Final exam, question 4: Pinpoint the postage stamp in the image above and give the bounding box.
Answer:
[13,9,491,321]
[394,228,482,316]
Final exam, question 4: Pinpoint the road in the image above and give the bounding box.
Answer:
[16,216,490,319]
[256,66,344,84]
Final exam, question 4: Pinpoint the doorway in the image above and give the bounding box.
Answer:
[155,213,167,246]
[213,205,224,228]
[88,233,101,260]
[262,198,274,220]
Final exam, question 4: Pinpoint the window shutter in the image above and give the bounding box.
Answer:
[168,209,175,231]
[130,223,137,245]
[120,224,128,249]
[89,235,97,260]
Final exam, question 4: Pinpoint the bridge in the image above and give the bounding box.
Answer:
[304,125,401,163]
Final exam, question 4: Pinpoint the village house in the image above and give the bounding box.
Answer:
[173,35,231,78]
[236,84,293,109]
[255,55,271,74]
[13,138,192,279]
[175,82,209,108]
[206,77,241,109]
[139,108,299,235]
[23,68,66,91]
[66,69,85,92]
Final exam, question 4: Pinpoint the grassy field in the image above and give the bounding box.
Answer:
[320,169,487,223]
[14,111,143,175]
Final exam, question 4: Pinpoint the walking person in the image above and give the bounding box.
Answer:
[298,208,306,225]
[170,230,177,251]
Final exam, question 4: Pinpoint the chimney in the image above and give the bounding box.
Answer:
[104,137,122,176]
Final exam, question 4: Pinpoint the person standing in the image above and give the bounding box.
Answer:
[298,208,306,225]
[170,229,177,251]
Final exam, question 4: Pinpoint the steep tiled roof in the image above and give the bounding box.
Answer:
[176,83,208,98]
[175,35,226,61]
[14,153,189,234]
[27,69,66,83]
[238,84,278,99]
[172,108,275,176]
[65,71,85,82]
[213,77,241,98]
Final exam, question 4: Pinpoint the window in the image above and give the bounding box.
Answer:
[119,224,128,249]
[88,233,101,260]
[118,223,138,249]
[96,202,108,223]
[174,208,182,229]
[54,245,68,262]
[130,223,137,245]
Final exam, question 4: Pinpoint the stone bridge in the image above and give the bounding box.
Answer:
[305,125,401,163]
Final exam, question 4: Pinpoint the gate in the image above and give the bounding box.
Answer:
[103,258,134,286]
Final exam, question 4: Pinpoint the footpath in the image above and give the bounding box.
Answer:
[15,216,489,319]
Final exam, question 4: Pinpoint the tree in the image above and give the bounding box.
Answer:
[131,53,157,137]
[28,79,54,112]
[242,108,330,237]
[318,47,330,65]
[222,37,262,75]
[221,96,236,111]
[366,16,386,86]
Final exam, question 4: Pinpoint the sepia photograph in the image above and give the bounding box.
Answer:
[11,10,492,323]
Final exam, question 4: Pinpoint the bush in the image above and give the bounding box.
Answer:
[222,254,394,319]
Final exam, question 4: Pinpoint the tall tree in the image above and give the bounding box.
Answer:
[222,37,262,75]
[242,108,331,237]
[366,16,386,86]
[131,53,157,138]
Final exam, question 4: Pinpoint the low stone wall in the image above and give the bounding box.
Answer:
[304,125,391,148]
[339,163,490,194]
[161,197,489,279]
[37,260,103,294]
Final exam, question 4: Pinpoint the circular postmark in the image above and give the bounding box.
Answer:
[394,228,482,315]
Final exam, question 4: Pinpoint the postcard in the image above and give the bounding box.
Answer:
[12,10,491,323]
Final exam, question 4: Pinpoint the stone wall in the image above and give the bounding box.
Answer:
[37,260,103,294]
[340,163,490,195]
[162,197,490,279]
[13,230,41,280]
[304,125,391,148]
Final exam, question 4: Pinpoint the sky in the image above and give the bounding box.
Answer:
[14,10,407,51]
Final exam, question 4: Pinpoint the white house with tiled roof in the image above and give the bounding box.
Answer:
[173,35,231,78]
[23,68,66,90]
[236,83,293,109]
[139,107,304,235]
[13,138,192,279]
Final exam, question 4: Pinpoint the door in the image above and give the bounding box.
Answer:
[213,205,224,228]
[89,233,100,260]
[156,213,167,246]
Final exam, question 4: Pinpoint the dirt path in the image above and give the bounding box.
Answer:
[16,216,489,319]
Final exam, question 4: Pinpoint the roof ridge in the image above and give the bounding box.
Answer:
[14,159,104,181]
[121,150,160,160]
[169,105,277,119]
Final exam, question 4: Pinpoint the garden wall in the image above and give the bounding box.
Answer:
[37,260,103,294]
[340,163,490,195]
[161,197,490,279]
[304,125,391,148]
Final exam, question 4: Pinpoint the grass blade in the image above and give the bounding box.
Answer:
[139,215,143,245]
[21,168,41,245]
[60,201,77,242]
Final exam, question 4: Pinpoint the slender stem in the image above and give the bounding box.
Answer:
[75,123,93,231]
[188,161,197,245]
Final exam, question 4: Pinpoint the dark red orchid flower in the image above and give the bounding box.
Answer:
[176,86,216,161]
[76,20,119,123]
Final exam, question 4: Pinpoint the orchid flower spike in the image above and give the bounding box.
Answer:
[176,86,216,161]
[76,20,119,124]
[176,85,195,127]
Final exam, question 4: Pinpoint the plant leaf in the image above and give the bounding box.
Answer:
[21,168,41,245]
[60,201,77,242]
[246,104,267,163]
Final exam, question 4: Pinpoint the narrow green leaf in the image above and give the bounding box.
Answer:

* * *

PROBLEM TO WORK ON
Copy out all of the data above again, line for line, with no changes.

ANSWER BELOW
Final exam, question 4: Pinpoint the postage stamp in the image above and give the bounding box.
Answer:
[13,9,491,321]
[394,228,482,316]
Final exam, question 4: Pinpoint the road in the image above and give the bounding box.
Answer:
[16,216,490,319]
[256,66,344,84]
Final exam, question 4: Pinpoint the doorway in the image above and give the bounding box.
Answer:
[155,213,167,246]
[213,205,224,228]
[88,233,101,260]
[262,198,274,220]
Final exam, question 4: Pinpoint the window shutter in the image above and give the bounding box.
Answer:
[168,209,175,231]
[130,223,137,245]
[120,224,128,249]
[89,235,97,260]
Final exam, question 4: Pinpoint the bridge in the image above and give the bounding box.
Answer:
[304,125,401,163]
Final exam, question 4: Pinpoint the village house in the image above and give the bounding box.
Answer:
[173,35,231,78]
[236,84,293,109]
[255,55,271,74]
[13,138,192,279]
[175,82,209,108]
[206,77,241,109]
[139,108,299,235]
[23,68,66,91]
[66,69,85,92]
Final exam, question 4: Pinpoint the grassy field in the image above and give the bounding box.
Answer:
[320,169,487,223]
[14,111,143,175]
Final exam, question 4: Pinpoint the walking person in the image above and give the bounding box.
Answer:
[298,208,306,225]
[170,230,177,251]
Final exam, question 4: Pinpoint the chimney in the image above and give the bounding box.
Answer:
[104,137,122,176]
Final exam, question 4: Pinpoint the person standing in the image above and give the bounding box.
Answer:
[298,208,306,225]
[170,229,177,251]
Final exam, question 4: Pinpoint the steep tiled roof in the image above and give the bounding box.
Answer:
[176,83,208,98]
[175,35,226,61]
[14,153,189,234]
[27,69,66,83]
[238,84,278,99]
[172,108,275,176]
[65,71,85,82]
[213,77,241,98]
Final exam, question 4: Pinpoint the window in the image above and give the bounding box.
Answer:
[119,224,128,249]
[88,233,101,260]
[118,223,138,249]
[96,202,108,223]
[174,208,182,229]
[54,245,68,262]
[130,223,137,245]
Final exam, question 4: Pinpoint the stone bridge in the image above and give the bounding box.
Answer:
[305,125,401,163]
Final exam, question 4: Pinpoint the gate in the image above and give the bounding box.
Answer:
[103,258,134,286]
Final exam, question 4: Pinpoint the footpath in the image above and give the bounding box.
Answer:
[15,216,489,319]
Final exam, question 4: Pinpoint the tree in the image above and give the bounding box.
Answer:
[131,53,157,137]
[28,79,54,112]
[242,108,330,237]
[318,47,330,65]
[222,37,262,75]
[221,96,236,111]
[366,16,386,86]
Final exam, question 4: Pinpoint the sepia photograph in the image above and give the bounding box.
Answer:
[11,10,492,323]
Final exam, question 4: Pinpoint the bush in the image above and give the bounding box.
Answer:
[222,254,394,319]
Final exam, question 4: Pinpoint the tall tree in the image above and give the bounding box.
Answer:
[222,37,262,75]
[242,108,331,237]
[366,16,386,86]
[131,53,157,138]
Final exam, question 4: Pinpoint the low stone wall in the image above and give the bounding box.
Answer:
[304,125,391,148]
[339,163,490,194]
[161,197,489,279]
[37,260,103,294]
Final exam, question 4: Pinpoint the circular postmark in the image above and give the bounding box.
Answer:
[394,228,482,315]
Final exam, question 4: Pinpoint the postcard in the image above and give the bounding box.
Answer:
[12,10,491,323]
Final exam, question 4: Pinpoint the stone wall in the image above and give the bounding box.
Answer:
[37,260,103,294]
[340,163,490,195]
[162,197,490,279]
[13,230,41,280]
[304,125,391,148]
Final exam, question 4: Pinpoint the sky in the image above and give the bounding box.
Answer:
[14,10,407,51]
Final exam, question 4: Pinpoint the white house with tiled roof in the image above and give the bounding box.
Answer:
[173,35,231,78]
[23,68,66,90]
[236,83,293,109]
[139,107,304,235]
[13,138,192,279]
Final exam, question 4: Pinpoint the door in the image above and give the bounding box.
Answer:
[213,205,224,228]
[89,233,100,260]
[156,213,167,246]
Final exam, question 4: Pinpoint the dirt path in the image above and give the bounding box.
Answer:
[16,216,489,319]
Final exam, question 4: Pinpoint the roof ridge in the image above and give the bounding box.
Answer:
[14,159,104,181]
[121,150,160,160]
[169,105,277,119]
Final exam, question 4: Pinpoint the garden wall in the image above and give the bounding box.
Answer:
[37,260,103,294]
[340,163,490,195]
[161,197,490,279]
[304,125,391,148]
Final exam, question 4: Pinpoint the grass blade in the image above and give the bounding box.
Answer:
[139,215,143,245]
[21,168,41,245]
[60,201,77,242]
Final exam, question 4: Pinpoint the slender stem in the image above and give the bounding box.
Answer:
[75,123,93,231]
[188,161,197,245]
Final exam, question 4: Pinpoint the dark red orchid flower in the image above and give the bounding box.
Answer:
[176,86,216,161]
[76,20,119,123]
Final exam, question 4: Pinpoint the orchid flower spike in the image above and give the bounding box.
Answer:
[176,86,216,161]
[76,20,119,124]
[176,85,195,127]
Final exam, question 4: Pinpoint the plant leaf in the image above and give the bounding box.
Answer:
[21,168,41,245]
[60,201,77,242]
[246,104,267,163]
Final exam, question 4: Pinpoint the narrow green leaf in the image above and give the bounding box.
Answer:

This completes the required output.